* **OBJECTIVE**
Count the lines in the data below that contain the string "jersey", treating uppercase and lowercase as different, and reply with the number alone.

* **SUPPLIED ENTRIES**
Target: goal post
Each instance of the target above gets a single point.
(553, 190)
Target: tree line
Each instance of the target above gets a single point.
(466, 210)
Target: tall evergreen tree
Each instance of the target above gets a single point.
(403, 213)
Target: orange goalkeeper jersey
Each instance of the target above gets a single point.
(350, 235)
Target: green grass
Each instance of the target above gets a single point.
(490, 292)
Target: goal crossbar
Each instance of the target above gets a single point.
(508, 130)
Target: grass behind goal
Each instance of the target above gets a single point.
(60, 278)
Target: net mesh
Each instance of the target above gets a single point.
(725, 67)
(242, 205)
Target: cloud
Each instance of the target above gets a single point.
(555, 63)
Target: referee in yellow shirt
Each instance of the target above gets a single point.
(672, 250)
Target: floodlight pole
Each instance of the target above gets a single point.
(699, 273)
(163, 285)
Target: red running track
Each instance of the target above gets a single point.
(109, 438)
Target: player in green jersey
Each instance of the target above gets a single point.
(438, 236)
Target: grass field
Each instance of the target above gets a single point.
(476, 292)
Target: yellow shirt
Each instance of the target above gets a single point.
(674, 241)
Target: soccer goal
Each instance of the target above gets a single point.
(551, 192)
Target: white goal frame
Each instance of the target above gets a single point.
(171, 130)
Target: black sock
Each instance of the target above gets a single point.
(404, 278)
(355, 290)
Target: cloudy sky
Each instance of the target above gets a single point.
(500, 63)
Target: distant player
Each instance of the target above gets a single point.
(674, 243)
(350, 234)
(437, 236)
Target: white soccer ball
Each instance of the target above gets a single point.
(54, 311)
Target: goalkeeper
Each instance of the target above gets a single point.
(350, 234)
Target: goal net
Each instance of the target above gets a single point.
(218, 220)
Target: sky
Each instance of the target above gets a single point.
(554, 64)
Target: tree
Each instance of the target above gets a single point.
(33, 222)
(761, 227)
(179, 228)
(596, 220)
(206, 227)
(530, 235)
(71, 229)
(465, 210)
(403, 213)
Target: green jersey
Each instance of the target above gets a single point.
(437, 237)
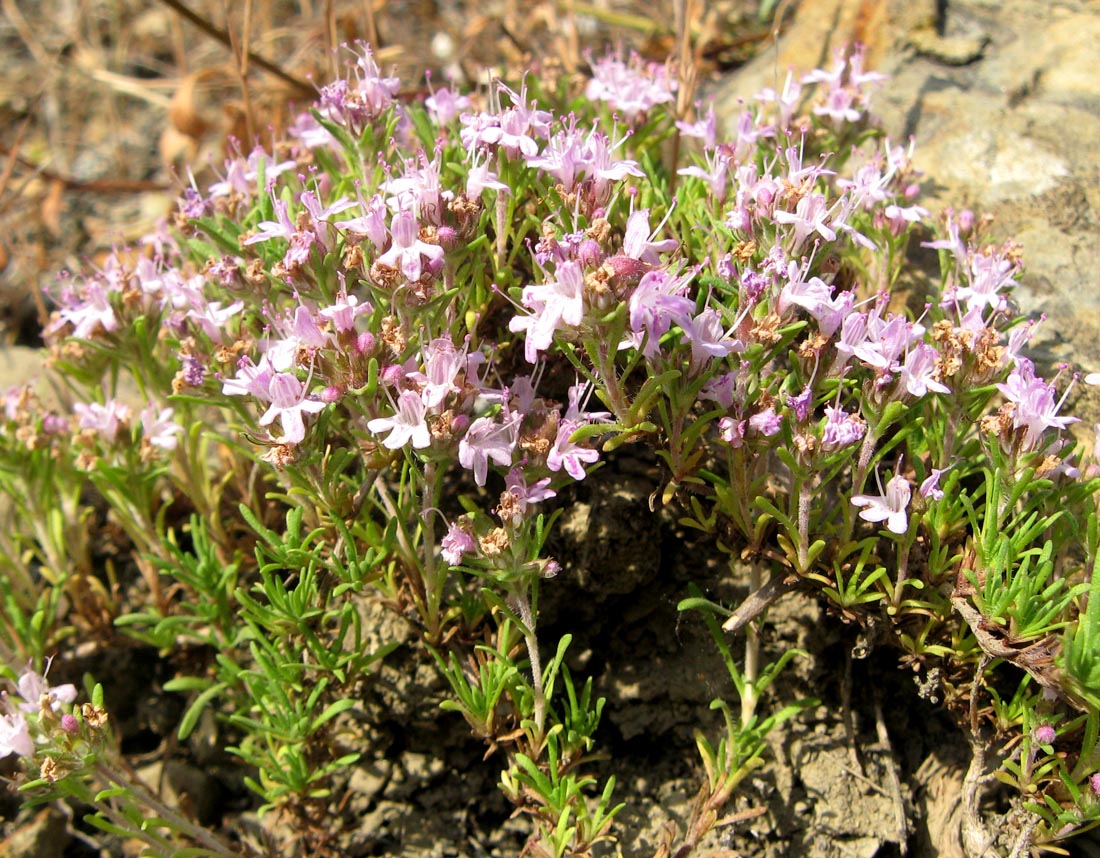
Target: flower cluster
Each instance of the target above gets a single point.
(448, 312)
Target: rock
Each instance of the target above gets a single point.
(1002, 102)
(184, 787)
(44, 835)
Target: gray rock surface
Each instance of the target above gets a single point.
(1003, 100)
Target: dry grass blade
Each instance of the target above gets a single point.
(301, 86)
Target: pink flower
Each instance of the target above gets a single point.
(406, 251)
(551, 304)
(569, 455)
(106, 419)
(157, 428)
(407, 424)
(288, 400)
(930, 488)
(889, 507)
(33, 688)
(842, 428)
(457, 542)
(486, 439)
(15, 736)
(630, 88)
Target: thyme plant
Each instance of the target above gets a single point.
(334, 377)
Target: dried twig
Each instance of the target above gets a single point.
(101, 186)
(760, 601)
(220, 35)
(901, 820)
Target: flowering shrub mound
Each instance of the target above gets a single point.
(348, 354)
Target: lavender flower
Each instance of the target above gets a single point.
(890, 507)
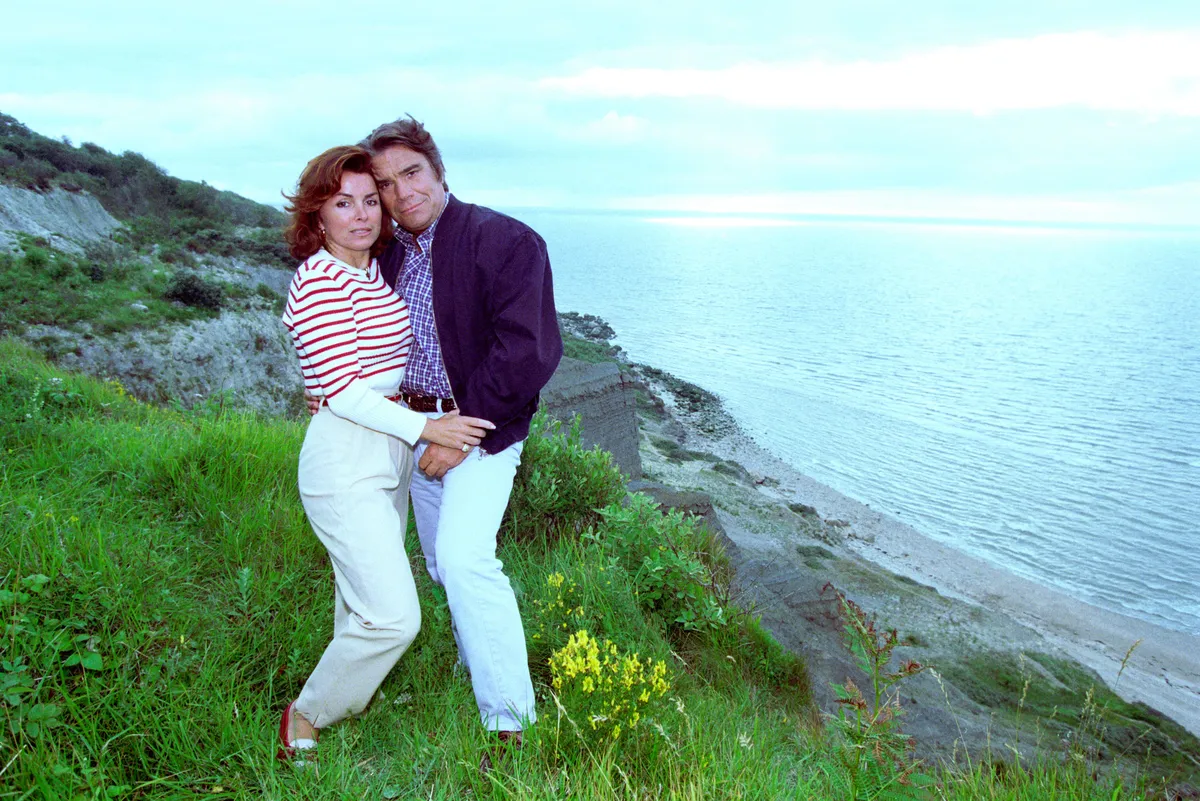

* **TASK SOLUTION**
3